EXERCISE PROMPT. Rewrite every line from the one holding "task: segment each instance of the white wall" through the end of the records, inclusive, keeping the requests as they are. In the answers, shift each pixel coordinate by adding 34 to it.
[Begin SUPPLIED MATERIAL]
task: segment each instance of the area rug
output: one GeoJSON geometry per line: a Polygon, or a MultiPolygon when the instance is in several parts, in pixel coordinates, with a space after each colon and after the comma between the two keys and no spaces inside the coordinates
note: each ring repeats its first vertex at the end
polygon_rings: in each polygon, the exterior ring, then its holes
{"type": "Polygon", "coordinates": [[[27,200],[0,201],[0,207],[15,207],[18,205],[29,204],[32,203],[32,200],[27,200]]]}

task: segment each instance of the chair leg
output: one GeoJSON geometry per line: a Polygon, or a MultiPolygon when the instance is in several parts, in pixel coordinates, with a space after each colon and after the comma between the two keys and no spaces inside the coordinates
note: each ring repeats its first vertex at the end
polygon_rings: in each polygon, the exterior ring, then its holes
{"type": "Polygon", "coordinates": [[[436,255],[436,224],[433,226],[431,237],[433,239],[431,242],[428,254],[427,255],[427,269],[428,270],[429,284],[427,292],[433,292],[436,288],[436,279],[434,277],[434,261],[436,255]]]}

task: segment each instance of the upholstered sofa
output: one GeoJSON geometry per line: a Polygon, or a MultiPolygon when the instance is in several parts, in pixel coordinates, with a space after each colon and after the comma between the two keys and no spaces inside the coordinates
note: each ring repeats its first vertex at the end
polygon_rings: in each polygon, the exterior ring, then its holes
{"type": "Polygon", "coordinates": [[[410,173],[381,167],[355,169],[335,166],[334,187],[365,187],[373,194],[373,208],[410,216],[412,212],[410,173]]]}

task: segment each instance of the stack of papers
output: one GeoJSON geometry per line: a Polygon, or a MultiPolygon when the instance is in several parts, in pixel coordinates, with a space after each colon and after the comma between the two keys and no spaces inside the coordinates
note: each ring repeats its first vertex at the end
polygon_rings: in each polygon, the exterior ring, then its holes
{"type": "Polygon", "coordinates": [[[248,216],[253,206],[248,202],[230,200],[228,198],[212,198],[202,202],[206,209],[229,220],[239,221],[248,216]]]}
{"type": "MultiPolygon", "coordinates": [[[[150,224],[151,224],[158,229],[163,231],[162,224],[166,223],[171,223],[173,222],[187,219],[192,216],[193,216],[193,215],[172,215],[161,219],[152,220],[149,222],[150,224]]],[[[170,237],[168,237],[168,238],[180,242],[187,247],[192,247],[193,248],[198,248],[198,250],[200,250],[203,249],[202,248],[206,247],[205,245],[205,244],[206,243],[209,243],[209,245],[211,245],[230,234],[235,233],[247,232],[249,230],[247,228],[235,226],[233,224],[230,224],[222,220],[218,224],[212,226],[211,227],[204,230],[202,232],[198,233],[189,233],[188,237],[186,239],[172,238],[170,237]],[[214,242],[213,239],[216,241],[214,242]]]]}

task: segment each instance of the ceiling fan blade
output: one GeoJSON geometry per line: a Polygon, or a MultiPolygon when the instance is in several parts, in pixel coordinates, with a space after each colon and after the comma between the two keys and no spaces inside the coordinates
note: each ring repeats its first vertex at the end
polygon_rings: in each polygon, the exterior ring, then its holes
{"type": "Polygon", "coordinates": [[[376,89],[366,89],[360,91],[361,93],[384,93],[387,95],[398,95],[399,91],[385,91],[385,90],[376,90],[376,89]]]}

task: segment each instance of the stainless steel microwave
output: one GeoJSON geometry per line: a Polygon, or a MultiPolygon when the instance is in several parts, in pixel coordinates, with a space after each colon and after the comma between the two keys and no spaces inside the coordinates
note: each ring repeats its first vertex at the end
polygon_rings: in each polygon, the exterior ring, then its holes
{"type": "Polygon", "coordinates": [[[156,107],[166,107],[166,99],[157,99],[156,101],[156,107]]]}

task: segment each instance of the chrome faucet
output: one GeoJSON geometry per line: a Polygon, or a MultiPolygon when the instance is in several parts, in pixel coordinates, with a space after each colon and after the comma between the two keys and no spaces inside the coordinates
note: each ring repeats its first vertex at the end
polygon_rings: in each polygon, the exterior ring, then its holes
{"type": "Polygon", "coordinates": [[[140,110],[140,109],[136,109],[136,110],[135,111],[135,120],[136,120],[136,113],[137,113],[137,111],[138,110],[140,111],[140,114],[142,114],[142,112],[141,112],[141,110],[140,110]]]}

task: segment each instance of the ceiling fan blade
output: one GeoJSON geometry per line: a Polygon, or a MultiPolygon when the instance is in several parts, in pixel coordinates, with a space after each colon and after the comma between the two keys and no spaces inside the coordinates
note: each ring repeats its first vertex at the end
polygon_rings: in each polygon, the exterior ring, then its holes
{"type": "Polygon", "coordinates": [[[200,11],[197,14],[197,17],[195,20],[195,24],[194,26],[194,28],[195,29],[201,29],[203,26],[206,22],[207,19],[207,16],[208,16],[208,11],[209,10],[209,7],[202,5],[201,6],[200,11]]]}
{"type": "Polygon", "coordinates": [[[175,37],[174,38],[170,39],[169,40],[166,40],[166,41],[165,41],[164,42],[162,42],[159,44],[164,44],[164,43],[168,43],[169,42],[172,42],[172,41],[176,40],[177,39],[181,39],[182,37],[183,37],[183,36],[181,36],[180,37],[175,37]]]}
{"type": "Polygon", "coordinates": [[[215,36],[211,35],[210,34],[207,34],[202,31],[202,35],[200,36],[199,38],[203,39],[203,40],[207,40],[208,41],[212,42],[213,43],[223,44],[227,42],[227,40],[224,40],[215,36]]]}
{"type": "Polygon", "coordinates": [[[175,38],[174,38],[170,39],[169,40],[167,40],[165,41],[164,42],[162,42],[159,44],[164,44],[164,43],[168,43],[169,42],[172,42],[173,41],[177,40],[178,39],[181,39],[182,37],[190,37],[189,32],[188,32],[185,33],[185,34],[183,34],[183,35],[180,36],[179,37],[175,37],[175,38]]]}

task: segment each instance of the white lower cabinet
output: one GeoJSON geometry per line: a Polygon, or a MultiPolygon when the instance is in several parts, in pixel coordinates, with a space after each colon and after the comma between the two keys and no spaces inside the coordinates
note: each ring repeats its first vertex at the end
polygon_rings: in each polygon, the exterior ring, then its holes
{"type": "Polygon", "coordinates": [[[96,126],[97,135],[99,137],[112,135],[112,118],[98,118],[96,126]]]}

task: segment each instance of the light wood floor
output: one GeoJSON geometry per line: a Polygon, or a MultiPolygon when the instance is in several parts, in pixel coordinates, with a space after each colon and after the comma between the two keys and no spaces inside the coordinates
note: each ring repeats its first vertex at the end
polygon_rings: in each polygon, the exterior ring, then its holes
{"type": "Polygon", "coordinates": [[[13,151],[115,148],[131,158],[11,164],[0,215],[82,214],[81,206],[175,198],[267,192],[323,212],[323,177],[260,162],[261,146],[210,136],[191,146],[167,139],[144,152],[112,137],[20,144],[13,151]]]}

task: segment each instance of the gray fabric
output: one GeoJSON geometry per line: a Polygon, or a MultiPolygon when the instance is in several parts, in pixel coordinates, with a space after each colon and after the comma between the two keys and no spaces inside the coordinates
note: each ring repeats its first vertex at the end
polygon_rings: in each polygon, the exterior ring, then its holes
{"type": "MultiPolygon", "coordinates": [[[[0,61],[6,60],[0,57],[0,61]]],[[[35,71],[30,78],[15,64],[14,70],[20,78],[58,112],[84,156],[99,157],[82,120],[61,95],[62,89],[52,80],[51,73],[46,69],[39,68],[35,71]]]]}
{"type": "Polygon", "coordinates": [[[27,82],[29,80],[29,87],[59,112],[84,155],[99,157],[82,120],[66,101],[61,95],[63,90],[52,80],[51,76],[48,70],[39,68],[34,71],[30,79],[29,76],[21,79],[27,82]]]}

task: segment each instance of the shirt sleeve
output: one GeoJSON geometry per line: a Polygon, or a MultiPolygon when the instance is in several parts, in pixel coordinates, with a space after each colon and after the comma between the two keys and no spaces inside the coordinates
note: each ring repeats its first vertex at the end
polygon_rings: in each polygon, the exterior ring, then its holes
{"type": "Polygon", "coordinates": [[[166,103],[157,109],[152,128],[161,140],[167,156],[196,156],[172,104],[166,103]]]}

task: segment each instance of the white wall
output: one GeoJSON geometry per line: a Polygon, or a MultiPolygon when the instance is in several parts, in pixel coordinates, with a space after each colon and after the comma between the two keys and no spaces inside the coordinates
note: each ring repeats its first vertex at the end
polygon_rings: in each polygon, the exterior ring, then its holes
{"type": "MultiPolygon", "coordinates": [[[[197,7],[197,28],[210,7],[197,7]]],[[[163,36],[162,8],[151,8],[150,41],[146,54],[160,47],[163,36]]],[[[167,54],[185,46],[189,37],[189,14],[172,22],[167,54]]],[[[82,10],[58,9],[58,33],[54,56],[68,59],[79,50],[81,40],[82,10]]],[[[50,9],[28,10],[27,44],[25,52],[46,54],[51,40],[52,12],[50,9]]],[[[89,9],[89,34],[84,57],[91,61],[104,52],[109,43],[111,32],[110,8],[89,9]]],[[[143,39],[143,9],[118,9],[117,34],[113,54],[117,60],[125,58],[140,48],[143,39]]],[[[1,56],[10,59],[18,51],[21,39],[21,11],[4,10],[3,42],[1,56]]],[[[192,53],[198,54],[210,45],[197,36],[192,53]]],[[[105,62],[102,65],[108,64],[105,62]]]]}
[End SUPPLIED MATERIAL]
OUTPUT FOR THIS EXERCISE.
task: segment each instance of the white wall
output: one GeoJSON geometry per line: a Polygon, or a MultiPolygon when the instance is in several parts, in pixel coordinates, with a space after each colon and after the comma between the two keys and no spaces inside the coordinates
note: each ring repeats its first vertex at the end
polygon_rings: in each polygon, the exterior ring, then its holes
{"type": "MultiPolygon", "coordinates": [[[[231,41],[231,62],[244,41],[231,41]]],[[[197,70],[196,42],[185,42],[184,75],[180,88],[194,81],[197,70]]],[[[201,88],[219,80],[223,71],[223,48],[206,56],[201,88]]],[[[116,44],[92,43],[92,67],[88,90],[102,93],[113,84],[115,74],[116,44]]],[[[84,43],[62,44],[61,78],[59,86],[80,88],[85,74],[86,46],[84,43]]],[[[123,43],[123,68],[118,91],[125,95],[138,86],[143,77],[145,66],[144,42],[123,43]]],[[[177,73],[177,43],[152,43],[151,68],[147,88],[151,94],[159,92],[174,82],[177,73]]],[[[35,90],[44,93],[52,85],[55,73],[55,45],[38,44],[37,76],[35,90]]],[[[226,87],[232,88],[244,79],[231,70],[226,87]]],[[[139,96],[136,99],[142,98],[139,96]]]]}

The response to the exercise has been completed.